## GIVEN EXERCISE
Please rewrite the data below as a JSON list of strings, one string per line, starting at the line that contains "Target: tire" and stopping after the line that contains "[(287, 140)]". Leave out blank lines and every line outside that span.

## RECORDS PROVIDED
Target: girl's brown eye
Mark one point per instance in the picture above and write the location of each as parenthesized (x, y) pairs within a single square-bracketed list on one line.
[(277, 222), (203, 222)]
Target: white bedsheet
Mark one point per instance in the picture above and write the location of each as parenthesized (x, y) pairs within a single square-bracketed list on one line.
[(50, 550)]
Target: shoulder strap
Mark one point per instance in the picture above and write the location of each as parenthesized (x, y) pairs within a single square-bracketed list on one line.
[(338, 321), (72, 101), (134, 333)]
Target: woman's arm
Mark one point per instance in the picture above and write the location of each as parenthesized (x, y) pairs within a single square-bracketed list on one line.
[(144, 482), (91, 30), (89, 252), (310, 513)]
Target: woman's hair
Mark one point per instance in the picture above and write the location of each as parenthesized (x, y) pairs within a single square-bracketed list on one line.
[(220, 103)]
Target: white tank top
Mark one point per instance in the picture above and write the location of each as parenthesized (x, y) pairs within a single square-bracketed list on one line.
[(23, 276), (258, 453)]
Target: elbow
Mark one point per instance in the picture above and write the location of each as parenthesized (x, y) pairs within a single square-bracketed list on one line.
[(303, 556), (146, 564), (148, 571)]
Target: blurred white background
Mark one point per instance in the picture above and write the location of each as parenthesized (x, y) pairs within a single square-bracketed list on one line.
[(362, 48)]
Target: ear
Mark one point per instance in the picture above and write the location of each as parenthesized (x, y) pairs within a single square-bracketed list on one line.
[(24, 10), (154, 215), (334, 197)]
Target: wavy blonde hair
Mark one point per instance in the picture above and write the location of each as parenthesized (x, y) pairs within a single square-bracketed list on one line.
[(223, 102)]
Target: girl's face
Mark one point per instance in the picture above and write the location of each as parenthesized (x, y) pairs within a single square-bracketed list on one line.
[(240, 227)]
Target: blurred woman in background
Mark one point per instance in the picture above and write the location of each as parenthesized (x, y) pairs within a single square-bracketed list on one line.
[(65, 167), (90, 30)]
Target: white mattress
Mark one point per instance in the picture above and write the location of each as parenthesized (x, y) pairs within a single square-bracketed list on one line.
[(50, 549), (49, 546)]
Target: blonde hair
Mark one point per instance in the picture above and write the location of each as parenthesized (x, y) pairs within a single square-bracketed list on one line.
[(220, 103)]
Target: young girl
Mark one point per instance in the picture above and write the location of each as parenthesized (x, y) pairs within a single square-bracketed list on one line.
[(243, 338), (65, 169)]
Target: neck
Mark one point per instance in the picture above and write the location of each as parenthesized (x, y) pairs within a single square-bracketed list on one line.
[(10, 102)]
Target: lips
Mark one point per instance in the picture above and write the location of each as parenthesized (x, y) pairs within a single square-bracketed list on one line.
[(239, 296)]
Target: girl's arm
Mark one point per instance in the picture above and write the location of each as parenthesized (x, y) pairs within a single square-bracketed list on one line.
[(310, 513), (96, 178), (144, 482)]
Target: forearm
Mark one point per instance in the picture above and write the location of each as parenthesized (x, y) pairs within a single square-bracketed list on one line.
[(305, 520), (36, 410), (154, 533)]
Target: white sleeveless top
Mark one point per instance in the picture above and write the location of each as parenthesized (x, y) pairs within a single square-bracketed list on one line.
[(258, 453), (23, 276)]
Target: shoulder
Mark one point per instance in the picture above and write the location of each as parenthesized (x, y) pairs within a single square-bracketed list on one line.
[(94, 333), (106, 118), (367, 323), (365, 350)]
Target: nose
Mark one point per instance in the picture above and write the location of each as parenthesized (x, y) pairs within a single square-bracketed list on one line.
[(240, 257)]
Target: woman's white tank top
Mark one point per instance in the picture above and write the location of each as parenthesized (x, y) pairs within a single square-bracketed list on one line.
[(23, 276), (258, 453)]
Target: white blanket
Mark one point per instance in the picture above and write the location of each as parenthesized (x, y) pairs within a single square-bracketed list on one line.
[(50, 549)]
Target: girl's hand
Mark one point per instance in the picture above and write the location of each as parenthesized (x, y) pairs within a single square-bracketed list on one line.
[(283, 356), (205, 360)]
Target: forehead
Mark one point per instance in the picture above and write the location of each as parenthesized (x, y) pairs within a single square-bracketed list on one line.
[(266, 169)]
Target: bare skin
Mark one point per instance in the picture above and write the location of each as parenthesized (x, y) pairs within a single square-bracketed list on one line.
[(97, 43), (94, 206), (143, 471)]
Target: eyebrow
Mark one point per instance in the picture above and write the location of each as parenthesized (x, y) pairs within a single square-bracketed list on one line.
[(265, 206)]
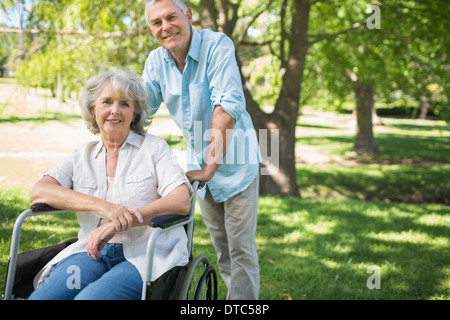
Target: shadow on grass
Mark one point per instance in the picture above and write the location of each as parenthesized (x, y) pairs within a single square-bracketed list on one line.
[(374, 182), (319, 249), (393, 146)]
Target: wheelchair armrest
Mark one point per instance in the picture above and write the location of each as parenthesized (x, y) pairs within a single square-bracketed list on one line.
[(169, 220), (41, 207)]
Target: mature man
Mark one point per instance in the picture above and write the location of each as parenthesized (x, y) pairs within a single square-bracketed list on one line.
[(195, 73)]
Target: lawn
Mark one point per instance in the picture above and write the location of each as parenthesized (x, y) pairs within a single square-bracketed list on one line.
[(387, 213)]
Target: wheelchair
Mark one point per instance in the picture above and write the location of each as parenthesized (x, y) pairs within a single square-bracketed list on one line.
[(195, 281)]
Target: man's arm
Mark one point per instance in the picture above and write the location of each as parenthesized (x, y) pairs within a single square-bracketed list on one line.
[(221, 122)]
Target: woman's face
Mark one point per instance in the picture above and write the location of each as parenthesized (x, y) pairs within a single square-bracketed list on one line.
[(113, 113)]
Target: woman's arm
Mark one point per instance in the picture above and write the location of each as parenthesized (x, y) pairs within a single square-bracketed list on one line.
[(177, 201), (48, 190)]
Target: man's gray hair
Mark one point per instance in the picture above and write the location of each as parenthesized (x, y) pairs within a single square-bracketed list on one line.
[(126, 84), (149, 3)]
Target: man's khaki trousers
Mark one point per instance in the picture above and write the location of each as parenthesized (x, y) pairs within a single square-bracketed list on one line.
[(232, 227)]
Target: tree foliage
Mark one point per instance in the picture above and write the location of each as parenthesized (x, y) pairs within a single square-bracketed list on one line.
[(290, 52)]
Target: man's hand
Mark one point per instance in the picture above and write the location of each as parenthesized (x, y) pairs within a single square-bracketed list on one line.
[(200, 175)]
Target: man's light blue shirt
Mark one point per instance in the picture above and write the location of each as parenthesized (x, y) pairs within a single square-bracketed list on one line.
[(210, 78)]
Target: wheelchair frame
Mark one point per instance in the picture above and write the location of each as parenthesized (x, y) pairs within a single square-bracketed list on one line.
[(161, 224)]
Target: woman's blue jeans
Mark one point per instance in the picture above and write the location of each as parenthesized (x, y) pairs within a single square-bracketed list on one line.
[(80, 277)]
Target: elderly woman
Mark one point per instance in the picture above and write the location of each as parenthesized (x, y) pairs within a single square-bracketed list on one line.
[(116, 185)]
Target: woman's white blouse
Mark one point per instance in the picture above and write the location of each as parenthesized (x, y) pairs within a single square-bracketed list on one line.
[(146, 171)]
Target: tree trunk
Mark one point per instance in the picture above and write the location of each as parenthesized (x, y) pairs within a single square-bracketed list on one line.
[(283, 120), (364, 143)]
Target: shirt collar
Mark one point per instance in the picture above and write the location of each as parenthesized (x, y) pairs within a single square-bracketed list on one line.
[(194, 48), (133, 139)]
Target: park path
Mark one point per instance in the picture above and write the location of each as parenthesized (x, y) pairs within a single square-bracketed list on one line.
[(28, 148)]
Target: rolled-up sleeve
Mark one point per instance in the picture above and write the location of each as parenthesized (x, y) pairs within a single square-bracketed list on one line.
[(153, 89), (224, 79), (168, 172)]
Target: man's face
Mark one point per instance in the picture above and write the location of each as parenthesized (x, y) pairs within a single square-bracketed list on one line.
[(170, 26)]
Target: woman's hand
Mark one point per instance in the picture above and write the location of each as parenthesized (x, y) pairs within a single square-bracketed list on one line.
[(99, 238), (120, 216)]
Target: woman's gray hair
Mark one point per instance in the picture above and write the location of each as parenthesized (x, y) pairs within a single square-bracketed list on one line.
[(179, 3), (128, 85)]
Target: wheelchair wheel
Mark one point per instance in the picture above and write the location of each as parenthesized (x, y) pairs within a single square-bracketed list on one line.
[(200, 282)]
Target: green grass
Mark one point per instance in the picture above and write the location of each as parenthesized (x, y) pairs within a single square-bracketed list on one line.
[(308, 248), (388, 211)]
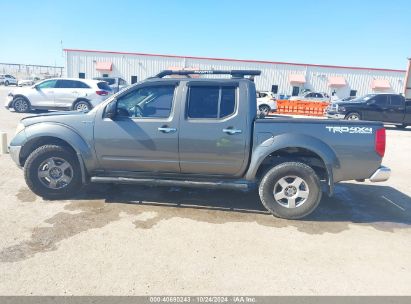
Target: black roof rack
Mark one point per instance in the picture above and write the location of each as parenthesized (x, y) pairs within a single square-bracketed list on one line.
[(233, 73)]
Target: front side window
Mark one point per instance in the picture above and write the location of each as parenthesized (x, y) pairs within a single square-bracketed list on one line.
[(48, 84), (211, 102), (147, 102), (396, 100)]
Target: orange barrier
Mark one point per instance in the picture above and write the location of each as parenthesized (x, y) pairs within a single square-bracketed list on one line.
[(300, 107)]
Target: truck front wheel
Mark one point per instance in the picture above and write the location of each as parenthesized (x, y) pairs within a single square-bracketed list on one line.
[(52, 172), (291, 190)]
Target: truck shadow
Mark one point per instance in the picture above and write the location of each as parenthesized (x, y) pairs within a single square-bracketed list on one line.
[(382, 207)]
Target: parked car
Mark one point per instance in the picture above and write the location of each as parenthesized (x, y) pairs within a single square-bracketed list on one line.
[(28, 81), (59, 93), (7, 79), (385, 107), (266, 102), (115, 83), (312, 96), (140, 136)]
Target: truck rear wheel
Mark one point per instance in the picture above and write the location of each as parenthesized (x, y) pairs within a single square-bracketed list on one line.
[(291, 190), (52, 172), (353, 116)]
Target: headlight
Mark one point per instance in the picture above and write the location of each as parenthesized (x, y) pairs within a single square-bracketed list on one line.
[(20, 127)]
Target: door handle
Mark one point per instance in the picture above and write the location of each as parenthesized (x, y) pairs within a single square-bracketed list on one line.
[(232, 131), (167, 130)]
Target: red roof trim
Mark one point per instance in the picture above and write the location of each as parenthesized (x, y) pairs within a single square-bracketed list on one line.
[(237, 60)]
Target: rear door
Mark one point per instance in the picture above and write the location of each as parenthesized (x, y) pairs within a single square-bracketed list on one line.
[(213, 129), (395, 109), (376, 107)]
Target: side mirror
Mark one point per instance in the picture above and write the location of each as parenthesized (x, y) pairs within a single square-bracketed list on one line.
[(111, 110)]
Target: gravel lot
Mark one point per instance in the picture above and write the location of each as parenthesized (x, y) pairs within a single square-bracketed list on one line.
[(129, 240)]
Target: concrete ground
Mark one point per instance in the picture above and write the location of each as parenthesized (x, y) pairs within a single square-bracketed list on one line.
[(129, 240)]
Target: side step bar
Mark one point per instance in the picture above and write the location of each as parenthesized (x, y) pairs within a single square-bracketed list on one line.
[(240, 185)]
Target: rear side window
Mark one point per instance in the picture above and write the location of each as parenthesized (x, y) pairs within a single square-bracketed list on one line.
[(396, 100), (103, 86), (211, 102)]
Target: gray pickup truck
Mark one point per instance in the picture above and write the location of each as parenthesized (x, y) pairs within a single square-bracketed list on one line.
[(198, 132)]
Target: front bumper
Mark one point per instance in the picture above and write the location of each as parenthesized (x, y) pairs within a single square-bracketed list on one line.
[(335, 115), (15, 154), (381, 174)]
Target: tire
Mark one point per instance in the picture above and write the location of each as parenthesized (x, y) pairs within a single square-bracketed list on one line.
[(353, 116), (403, 126), (82, 105), (53, 172), (301, 185), (264, 110), (21, 105)]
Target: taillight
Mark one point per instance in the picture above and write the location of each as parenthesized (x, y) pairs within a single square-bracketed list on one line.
[(380, 142)]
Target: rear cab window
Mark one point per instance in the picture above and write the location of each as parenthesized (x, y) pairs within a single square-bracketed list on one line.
[(211, 102), (103, 86)]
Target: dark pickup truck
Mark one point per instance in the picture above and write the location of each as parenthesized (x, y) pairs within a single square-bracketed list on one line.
[(388, 108), (197, 132)]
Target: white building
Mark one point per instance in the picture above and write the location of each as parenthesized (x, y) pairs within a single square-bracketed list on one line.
[(279, 77)]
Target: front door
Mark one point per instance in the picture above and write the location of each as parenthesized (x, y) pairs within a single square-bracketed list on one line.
[(144, 134), (213, 130), (44, 96)]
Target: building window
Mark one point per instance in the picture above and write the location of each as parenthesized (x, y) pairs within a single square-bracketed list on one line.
[(296, 91)]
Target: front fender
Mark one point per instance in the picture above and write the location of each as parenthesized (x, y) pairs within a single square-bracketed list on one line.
[(287, 140)]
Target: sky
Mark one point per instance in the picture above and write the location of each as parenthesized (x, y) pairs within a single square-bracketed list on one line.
[(353, 33)]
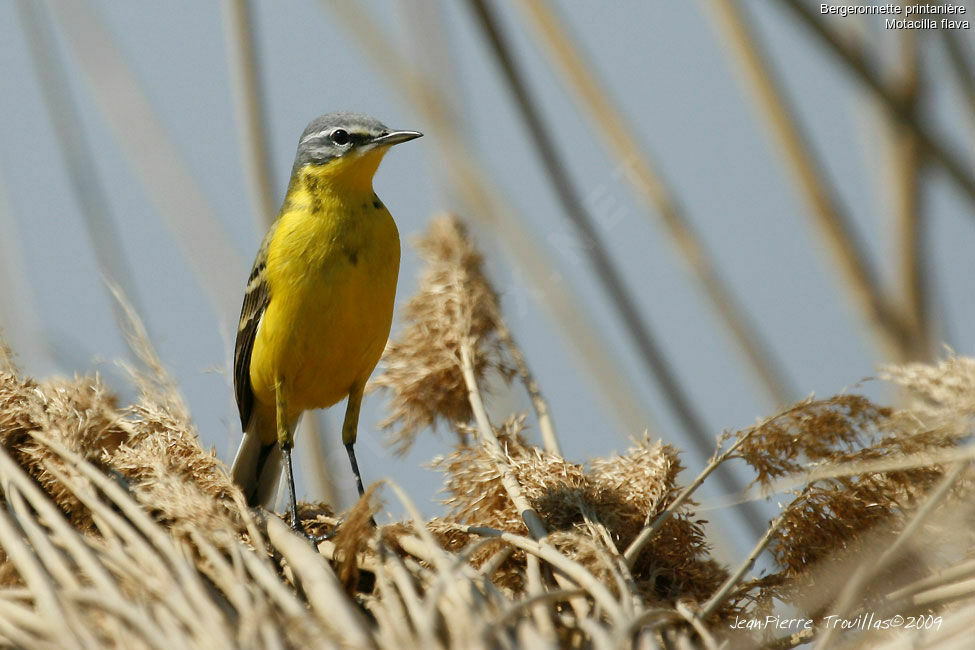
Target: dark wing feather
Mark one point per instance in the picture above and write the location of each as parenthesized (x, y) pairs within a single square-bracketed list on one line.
[(256, 300)]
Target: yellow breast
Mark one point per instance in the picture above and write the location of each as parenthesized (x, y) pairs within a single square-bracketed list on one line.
[(332, 268)]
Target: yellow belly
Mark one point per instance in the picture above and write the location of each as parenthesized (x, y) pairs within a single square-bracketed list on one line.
[(332, 278)]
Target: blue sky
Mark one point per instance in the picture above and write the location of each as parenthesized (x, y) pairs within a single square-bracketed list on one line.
[(666, 66)]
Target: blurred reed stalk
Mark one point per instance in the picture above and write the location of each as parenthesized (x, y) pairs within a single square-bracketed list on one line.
[(859, 277), (909, 223), (963, 68), (169, 185), (470, 183), (601, 261), (245, 75), (245, 72), (659, 198), (79, 163), (854, 61)]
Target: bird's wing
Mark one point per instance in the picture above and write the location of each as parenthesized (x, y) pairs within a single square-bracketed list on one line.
[(256, 299)]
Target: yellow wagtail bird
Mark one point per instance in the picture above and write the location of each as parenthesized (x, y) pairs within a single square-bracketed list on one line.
[(319, 300)]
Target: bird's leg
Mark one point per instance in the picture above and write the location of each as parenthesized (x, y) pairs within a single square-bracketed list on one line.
[(286, 443), (349, 428)]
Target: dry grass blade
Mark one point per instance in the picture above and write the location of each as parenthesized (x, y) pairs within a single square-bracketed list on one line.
[(119, 530), (860, 278), (854, 61)]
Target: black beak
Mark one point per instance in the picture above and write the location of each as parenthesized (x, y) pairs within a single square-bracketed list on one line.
[(396, 137)]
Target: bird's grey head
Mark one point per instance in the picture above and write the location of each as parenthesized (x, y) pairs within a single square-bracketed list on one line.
[(336, 135)]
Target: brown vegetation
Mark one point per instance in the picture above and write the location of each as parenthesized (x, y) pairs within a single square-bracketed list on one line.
[(120, 530)]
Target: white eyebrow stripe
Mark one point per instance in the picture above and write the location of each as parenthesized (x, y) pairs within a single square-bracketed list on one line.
[(312, 136)]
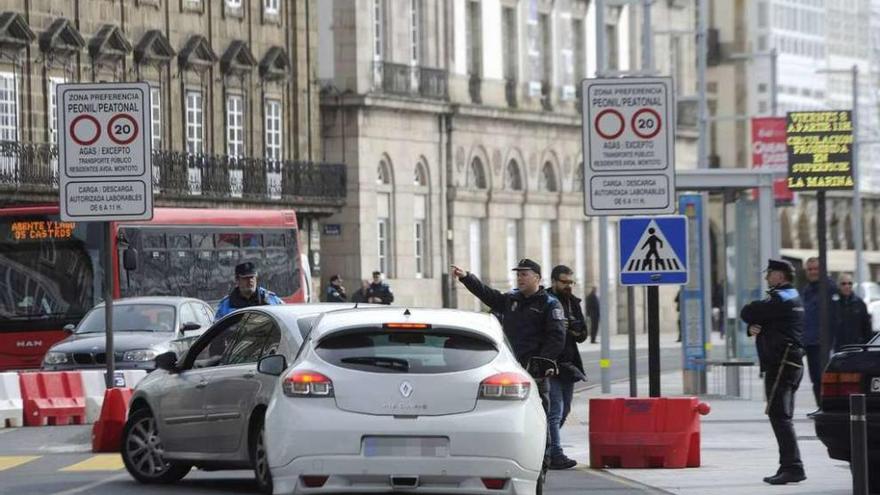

## ANSWER TO THIS PROBLEM
[
  "Target: tire",
  "Mark one point per instance in the picture above and write the location of each as parenthesized (x, y) pairs within a single square-bracketed list on one line.",
  "[(353, 116), (403, 126), (82, 105), (53, 172), (301, 185), (264, 110), (21, 105)]",
  "Target: taillight",
  "Mark one point per instance in the picture above and write the location of each as parenthesized (x, y) pairs within a single square-bracketed list on one line.",
  "[(380, 142)]",
  "Target: rear cab window",
  "Mark one point per instance in the picture above and write the location of each as parenthesized (x, y) pairs within a single square-bracketed list on one line.",
  "[(211, 102), (103, 86)]",
  "Target: dark pickup truck",
  "Mark one point per instance in the picture above and write the location of each as parenthesized (x, y) pairs within a single square-bracketed list on one line.",
  "[(388, 108), (197, 132)]",
  "Target: white building",
  "Mark one point per instance in the picture above and write the location of each as parenthesized (x, y) pairs within a single square-bracketed list on one line.",
  "[(279, 77)]",
  "Target: front door",
  "Mark one point per instance in the picture above and write the location of each as parenthesized (x, y) pairs within a single square-bracketed list on one line.",
  "[(144, 134), (213, 130), (44, 96)]",
  "Target: building window",
  "Mark one point per instance in the picture above and write the location of each as parenthesized (x, y) pairs within a single square-bracketed list on one line.",
  "[(296, 91)]",
  "Target: front fender",
  "Mark one point per instance in the picture above and write the location of each as parenthesized (x, y) pairs within a single square-bracketed list on one line.",
  "[(287, 140)]"
]